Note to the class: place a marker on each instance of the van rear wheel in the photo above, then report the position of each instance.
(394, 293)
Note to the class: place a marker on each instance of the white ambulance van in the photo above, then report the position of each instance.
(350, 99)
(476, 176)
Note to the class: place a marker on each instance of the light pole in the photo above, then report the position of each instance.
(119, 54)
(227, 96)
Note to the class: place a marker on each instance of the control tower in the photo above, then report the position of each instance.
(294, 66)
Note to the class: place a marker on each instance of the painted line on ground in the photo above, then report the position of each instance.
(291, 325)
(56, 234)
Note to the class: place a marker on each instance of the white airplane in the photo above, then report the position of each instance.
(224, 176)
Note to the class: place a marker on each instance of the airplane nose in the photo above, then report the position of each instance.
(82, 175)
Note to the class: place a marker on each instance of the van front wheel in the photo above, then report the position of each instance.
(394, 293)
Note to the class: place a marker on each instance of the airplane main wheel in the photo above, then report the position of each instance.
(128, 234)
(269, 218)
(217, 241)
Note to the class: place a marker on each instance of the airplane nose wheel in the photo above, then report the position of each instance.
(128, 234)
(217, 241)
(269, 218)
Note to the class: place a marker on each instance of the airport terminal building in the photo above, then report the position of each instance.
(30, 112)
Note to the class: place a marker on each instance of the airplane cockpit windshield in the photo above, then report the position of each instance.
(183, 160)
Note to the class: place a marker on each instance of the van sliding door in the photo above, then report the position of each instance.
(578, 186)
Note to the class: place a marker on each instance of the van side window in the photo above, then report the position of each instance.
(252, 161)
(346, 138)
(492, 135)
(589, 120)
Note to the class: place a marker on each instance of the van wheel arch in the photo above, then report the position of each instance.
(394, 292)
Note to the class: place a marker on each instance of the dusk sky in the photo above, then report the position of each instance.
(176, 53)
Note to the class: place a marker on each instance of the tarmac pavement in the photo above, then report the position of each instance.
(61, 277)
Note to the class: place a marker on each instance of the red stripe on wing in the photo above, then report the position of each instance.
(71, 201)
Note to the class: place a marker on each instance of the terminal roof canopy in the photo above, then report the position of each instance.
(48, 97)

---+---

_Task goal_: Output the records once more, exactly as they stand.

_Task solution_:
Note to the class: place a marker on each instance of the van rear wheel in the photo above, then report the position of each instance.
(394, 293)
Note to the class: place a marker on each instance of the white ambulance van in the photo above, then report the position of each instance.
(350, 99)
(476, 176)
Note to the class: place a marker on each instance of the light pole in the photo above, then report the position of each instance.
(119, 54)
(227, 96)
Note to the class: place a marker on each instance of the control tower in the photo above, then report the position of each instance.
(294, 66)
Note to the class: place a marker on each instance of the painted line on ground in the photo above, then report the position of each instance.
(291, 325)
(56, 234)
Note to the class: place a marker on each instance of the white airplane in the photo above, then report the position of each instance.
(224, 176)
Note to the class: place a marker on each instance of the airplane nose in the photo above, then report the position of each instance.
(82, 175)
Note to the class: place a marker on each instance of the van front wheel in the photo above, then report the position of each instance.
(394, 293)
Note to the class: place a marker on each instance of the airplane main wheel in the photo above, then report the position of each instance.
(128, 234)
(269, 218)
(217, 241)
Note to the class: place a marker on each instance of the airplane nose wheel in the photo above, then report the position of each instance.
(128, 234)
(217, 241)
(269, 218)
Note to the class: place a marker on each instance of the airport terminal building in the photo above, then report the position of each instance.
(30, 112)
Note to the class: place a marker on each instance of the airplane cockpit windshield in the photo above, then report the position of each instance.
(183, 160)
Note to the class: place a marker on each instance of the van sliding door in the photo above, then report the position of each instance.
(578, 186)
Note to the class: place a marker on each instance of the van side window in the photo above, then report the position of each instance.
(252, 161)
(346, 138)
(492, 135)
(589, 120)
Note to the class: place a marker on each instance of the van wheel arch in the photo above, then report the position of each instance.
(394, 292)
Note to the class: place a marker on each instance of the dusk sky in the photo above, then report the position of each instance.
(176, 53)
Note to the class: place a marker on each instance of the tarmac pavement in the photo above, then report the position of each instance.
(61, 277)
Note to the class: place a marker on each instance of the red stripe on wing in the photo above, then report the position of each instance.
(71, 201)
Note to the class: place a marker on each instance of the terminal roof canopy in the photo above, then report the position of each instance.
(48, 97)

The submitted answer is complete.